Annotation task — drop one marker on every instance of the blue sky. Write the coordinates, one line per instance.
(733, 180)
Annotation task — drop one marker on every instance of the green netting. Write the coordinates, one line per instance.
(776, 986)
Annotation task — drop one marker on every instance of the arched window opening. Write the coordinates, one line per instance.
■ ■ ■ ■ ■ ■ ■
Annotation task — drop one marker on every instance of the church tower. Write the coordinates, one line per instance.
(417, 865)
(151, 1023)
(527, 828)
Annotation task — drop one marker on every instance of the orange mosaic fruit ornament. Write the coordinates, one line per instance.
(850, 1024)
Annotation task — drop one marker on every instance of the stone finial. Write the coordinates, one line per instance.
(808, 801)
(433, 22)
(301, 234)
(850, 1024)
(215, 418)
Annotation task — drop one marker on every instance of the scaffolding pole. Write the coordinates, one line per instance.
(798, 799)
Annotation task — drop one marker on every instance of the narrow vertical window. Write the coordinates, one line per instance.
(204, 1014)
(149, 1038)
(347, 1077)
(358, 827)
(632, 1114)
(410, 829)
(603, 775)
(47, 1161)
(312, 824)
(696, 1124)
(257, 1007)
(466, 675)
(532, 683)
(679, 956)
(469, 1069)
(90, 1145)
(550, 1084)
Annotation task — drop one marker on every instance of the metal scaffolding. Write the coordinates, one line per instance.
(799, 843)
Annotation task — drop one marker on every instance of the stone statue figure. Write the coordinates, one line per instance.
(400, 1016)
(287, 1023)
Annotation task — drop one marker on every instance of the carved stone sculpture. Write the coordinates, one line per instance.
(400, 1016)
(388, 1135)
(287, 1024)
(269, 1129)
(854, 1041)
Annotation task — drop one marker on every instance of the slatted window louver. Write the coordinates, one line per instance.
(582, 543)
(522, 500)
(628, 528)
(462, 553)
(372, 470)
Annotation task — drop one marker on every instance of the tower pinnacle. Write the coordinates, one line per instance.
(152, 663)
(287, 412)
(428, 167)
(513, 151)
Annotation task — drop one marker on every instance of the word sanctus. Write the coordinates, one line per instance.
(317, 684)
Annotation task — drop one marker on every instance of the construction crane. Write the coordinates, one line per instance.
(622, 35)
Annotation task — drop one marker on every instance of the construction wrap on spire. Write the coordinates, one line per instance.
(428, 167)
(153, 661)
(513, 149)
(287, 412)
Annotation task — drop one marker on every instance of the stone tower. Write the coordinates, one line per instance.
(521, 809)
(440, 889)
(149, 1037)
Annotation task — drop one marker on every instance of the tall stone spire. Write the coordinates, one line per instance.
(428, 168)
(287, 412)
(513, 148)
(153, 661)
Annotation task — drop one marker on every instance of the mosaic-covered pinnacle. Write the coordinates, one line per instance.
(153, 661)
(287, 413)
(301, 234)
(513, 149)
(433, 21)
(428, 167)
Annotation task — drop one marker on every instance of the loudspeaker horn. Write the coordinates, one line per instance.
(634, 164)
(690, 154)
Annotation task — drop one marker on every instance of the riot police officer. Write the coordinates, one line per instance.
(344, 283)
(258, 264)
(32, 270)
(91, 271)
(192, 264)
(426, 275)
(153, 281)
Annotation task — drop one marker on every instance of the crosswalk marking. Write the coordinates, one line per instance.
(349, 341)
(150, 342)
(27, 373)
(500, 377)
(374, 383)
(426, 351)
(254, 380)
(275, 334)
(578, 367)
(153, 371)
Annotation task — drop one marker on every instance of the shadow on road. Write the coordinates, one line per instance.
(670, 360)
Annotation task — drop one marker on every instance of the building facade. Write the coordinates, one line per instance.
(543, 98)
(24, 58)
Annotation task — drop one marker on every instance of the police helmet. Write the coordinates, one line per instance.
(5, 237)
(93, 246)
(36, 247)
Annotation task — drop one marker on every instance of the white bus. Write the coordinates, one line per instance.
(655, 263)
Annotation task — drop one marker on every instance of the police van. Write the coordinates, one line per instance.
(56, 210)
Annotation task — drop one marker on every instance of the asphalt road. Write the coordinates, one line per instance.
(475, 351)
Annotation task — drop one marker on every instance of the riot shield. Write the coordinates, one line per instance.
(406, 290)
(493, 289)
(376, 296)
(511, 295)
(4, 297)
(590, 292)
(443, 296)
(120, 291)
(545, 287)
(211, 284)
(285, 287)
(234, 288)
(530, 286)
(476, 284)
■ ■ ■ ■ ■ ■ ■
WHAT THE TASK ASKS -
Could you restate, word for word, the lines above from the one with "netting. Write the coordinates, one line per instance." to the one with "opening. Write the coordinates, one line per instance.", both included?

TASK SOLUTION -
Annotation task — drop one marker on every instance of the green netting. Write the coordinates, one line per instance.
(776, 986)
Annotation task — drop one marker on every instance of the arched window opening. Write the coordinates, one line per instance.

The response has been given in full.